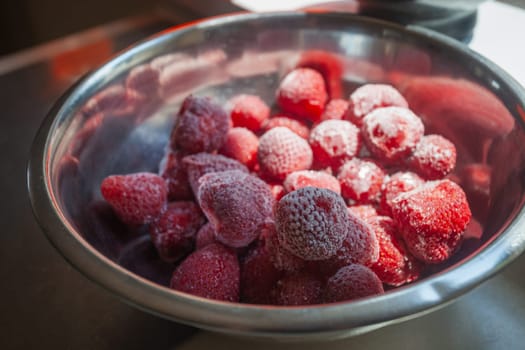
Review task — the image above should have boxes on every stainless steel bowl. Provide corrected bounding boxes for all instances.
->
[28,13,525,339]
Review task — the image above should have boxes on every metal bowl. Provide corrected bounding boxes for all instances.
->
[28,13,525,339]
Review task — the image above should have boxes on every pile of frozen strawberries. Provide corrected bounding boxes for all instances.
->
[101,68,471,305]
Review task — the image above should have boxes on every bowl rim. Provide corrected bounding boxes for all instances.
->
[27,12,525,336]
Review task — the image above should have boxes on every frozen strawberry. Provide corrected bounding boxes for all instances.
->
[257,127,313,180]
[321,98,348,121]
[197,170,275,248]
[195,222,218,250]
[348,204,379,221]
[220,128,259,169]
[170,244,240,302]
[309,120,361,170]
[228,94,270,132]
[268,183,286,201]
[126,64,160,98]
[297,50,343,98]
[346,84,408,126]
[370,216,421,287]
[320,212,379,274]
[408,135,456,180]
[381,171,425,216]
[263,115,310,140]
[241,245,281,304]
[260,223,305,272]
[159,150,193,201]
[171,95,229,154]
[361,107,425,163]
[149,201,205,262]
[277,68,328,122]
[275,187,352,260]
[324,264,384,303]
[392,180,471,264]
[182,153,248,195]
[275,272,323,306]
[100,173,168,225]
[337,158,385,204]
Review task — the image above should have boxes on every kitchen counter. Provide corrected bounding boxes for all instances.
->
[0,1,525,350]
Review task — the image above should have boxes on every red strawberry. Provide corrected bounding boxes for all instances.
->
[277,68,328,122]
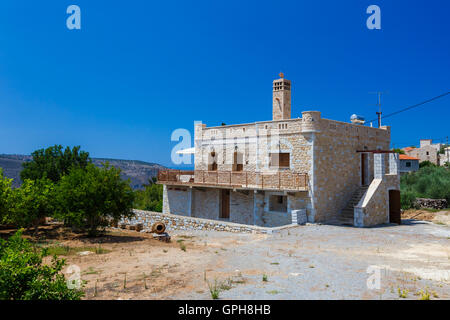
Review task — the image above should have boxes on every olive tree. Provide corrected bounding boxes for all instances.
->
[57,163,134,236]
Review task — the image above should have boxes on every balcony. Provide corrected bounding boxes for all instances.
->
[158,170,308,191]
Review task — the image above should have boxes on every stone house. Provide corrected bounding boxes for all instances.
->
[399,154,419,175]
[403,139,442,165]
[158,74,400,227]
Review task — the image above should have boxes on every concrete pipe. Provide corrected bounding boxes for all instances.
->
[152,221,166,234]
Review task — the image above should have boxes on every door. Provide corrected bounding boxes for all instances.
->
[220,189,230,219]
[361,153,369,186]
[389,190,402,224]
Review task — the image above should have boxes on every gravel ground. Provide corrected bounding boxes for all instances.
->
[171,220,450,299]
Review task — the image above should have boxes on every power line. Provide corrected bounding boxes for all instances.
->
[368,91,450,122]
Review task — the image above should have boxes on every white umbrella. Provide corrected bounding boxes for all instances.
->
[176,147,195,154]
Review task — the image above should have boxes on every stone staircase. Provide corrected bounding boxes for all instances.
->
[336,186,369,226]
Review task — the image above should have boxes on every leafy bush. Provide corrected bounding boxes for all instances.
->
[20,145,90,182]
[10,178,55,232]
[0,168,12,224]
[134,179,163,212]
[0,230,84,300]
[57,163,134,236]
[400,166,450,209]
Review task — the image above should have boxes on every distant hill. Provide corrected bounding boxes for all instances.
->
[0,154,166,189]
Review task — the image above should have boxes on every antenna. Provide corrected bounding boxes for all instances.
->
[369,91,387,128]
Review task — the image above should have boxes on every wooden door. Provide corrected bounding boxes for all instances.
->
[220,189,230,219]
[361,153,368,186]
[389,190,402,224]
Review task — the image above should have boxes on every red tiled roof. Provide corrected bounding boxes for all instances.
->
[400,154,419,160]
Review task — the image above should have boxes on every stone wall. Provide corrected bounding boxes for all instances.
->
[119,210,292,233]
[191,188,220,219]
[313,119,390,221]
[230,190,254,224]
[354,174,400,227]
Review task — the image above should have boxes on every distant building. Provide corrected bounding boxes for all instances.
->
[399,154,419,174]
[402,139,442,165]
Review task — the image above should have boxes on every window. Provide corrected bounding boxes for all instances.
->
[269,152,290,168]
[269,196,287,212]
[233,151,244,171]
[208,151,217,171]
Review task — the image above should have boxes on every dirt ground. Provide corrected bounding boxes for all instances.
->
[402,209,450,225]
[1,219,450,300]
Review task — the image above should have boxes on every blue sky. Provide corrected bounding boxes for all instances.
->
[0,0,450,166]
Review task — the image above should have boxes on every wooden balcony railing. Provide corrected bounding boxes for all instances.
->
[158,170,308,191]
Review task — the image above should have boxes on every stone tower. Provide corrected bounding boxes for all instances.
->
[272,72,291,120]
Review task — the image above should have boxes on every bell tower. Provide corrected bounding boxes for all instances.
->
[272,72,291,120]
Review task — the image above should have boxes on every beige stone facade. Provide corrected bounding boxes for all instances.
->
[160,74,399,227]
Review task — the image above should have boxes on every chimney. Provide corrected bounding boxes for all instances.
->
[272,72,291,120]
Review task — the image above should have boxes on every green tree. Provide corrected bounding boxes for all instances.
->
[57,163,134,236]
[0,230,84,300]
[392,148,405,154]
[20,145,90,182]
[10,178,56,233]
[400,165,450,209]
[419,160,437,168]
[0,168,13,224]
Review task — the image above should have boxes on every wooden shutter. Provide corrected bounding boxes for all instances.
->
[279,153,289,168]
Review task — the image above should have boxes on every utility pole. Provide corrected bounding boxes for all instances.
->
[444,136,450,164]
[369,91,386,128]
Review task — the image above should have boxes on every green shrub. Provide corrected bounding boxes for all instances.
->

- - - - -

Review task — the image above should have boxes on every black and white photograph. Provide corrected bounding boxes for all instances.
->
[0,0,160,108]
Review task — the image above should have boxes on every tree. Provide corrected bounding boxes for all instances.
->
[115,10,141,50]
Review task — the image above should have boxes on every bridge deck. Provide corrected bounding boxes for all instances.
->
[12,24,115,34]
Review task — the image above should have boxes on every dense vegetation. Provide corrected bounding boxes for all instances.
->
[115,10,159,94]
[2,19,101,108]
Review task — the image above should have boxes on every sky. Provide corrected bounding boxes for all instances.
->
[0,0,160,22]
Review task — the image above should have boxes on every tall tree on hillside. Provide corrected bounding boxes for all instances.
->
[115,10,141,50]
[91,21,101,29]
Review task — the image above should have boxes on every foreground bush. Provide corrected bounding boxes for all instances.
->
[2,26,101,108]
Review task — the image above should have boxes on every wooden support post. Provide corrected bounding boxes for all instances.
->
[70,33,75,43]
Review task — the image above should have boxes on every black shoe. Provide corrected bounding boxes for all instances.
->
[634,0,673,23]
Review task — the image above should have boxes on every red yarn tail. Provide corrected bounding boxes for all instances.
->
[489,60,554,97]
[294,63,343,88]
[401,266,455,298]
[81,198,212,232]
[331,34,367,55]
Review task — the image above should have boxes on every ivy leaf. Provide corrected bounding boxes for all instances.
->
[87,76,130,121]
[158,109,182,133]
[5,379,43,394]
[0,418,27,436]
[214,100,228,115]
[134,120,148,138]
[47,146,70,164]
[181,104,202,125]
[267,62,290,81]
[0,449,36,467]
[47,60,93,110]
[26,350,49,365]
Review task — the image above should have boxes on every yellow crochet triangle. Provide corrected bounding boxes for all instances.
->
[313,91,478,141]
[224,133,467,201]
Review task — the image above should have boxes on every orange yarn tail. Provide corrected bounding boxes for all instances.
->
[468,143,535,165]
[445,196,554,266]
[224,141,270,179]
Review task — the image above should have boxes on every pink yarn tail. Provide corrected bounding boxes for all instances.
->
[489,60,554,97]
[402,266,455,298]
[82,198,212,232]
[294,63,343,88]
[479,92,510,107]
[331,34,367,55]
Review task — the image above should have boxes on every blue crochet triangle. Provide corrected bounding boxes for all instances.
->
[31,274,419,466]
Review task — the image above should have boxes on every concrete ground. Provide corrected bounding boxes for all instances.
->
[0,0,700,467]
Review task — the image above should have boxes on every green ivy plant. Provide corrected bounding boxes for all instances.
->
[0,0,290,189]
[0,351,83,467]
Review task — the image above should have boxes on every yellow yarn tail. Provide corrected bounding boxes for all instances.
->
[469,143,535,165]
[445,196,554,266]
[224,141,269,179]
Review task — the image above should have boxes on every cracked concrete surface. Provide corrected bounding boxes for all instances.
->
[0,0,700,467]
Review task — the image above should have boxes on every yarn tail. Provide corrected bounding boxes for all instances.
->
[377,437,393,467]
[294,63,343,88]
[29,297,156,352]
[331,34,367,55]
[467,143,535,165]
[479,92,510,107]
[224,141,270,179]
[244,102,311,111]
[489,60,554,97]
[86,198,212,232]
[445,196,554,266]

- - - - -

WHAT IS ASKED: Recast the lines from the one containing "on every metal" through the one containing "[101,68,471,305]" as a Markdown table with a Row column for the row number and a Line column for the line itself, skipping any blank lines.

FULL SOLUTION:
| Row | Line |
|---|---|
| 1 | Review task — the image above should have boxes on every metal bowl. Provide corrected bounding boxes for all instances. |
| 2 | -> |
| 3 | [28,13,525,339] |
| 4 | Review task — the image above should have boxes on every pile of frozen strawberries. Provide corrected bounding boxes for all instances. |
| 5 | -> |
| 6 | [101,68,471,305] |